▶ [Source passage]
---*---

Perkins later became the senior producer for Dungeons & Dragons, leading the team of designers, developers, and editors who make products for the Dungeons & Dragons role-playing game. Perkins was the story manager for Dungeons & Dragons in 2007 before the release of the game's fourth edition. Perkins was working on the Star Wars Saga Edition while Dungeons & Dragons fourth edition was being developed, and ideas were exchanged freely between Perkins and the fourth edition team. He was also on the SCRAMJET team, led by Richard Baker, and including James Wyatt, Matthew Sernett, Ed Stark, Michele Carter, and Stacy Longstreet; this team updated the setting and cosmology of Dungeons & Dragons as the fourth edition was being developed.

Perkins wrote a blog, "The Dungeon Master Experience", on the Wizards of the Coast website for over two years, where he shared tricks and advice about the challenge of "dungeon mastering" a campaign through the lens of his homebrew world, Iomandra. However, in the penultimate posting of March 2013, he announced the following posting would be the last "at least for a while", whereupon the blog became inactive.

Perkins was the Lead Story Designer for the adventure module Curse of Strahd, released in 2016, which added Ravenloft to the 5th edition of Dungeons & Dragons. In 2018, Perkins was the senior story designer for Dungeons & Dragons. In a 2024 interview, he highlighted that as the Game Architect for the Dungeons & Dragons brand his "primary responsibility is to manage the team of designers and editors" who make the tabletop game products along with supporting "other D&D teams as well as business partners". In October 2024, Perkins stated that "although I made substantial contributions to the Monster Manual (2025) and the next D&D starter set, the Dungeon Master's Guide (2024) is the last official D&D book in which I'm credited as a product lead". He later clarified that his position at Wizards of the Coast has shifted from Game Design Architect to Creative Director. In April 2025, Perkins announced his retirement after working for "28 years" at Wizards of the Coast.

---*---

▶ [Data records]

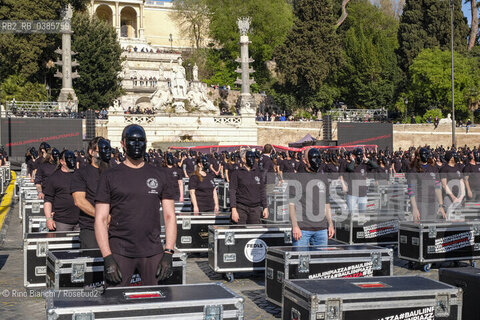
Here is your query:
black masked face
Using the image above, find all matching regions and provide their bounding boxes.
[201,157,210,171]
[64,151,77,171]
[308,149,322,172]
[124,126,147,160]
[167,153,175,166]
[419,148,430,163]
[245,151,255,169]
[98,139,112,162]
[355,149,363,164]
[52,148,60,163]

---*---

▶ [Exercises]
1 - Decide whether each statement agrees with the passage on Perkins's career, answering yes or no and quoting the words of the passage that settle it: (a) Perkins led the SCRAMJET team. (b) Perkins wrote "The Dungeon Master Experience" for over two years. (c) Curse of Strahd was released in 2018.
2 - Carry on the passage on Perkins's career from the point where it stops.
Nothing in the listing is needed to do these tasks.

▶ [Activity answers]
1 -
(a) No: "led by Richard Baker"
(b) Yes: "on the Wizards of the Coast website for over two years"
(c) No: "released in 2016"

2 -
In June 2025, it was announced that both Perkins and Jeremy Crawford would be joining Critical Role Productions' tabletop game imprint Darrington Press. Perkins became the company's Creative Director while Crawford became the Game Director which matches their former roles at Wizards of the Coast. Perkins stated, "I was committed to staying with Wizards until after D&Ds 50th anniversary, which gave me lots of time to work on succession planning and exit strategies. What brought me out of retirement was the chance to work with Jeremy and the brilliant folks at Critical Role on things that have a lasting, positive impact on the world". In July 2025, Darrington Press announced that Perkins will be creating an "interconnected adventure supplement" for their tabletop role-playing game Daggerheart. In February 2026, Deadline reported that Perkins is a consultant on the in development television series, Baldur's Gate.

===Actual play ===

Perkins was the longtime Dungeon Master for the Acquisitions Incorporated actual play games at the Penny Arcade Expo (PAX), until PAX Unplugged 2018, when he was succeeded by Jeremy Crawford. The games began in 2008 with the 4th edition of Dungeons & Dragons before switching to the 5th edition following the release of the new edition. Despite no longer at the head of the table, Perkins is still involved with the series and makes occasional appearances. At PAX Unplugged 2025, Acquisitions Incorporated switched to Daggerheart with Crawford continuing as gamemaster.

From 2016 to 2019, Perkins was the Dungeon Master in the Twitch show Dice, Camera, Action, which was a livestream play-through of Dungeons & Dragons' latest story lines. He has also guest starred twice on the Dungeons & Dragons-based show, Critical Role.

== Personal life ==
In his free time, Perkins runs a Dungeons & Dragons campaign set in his homebrew world of Iomandra.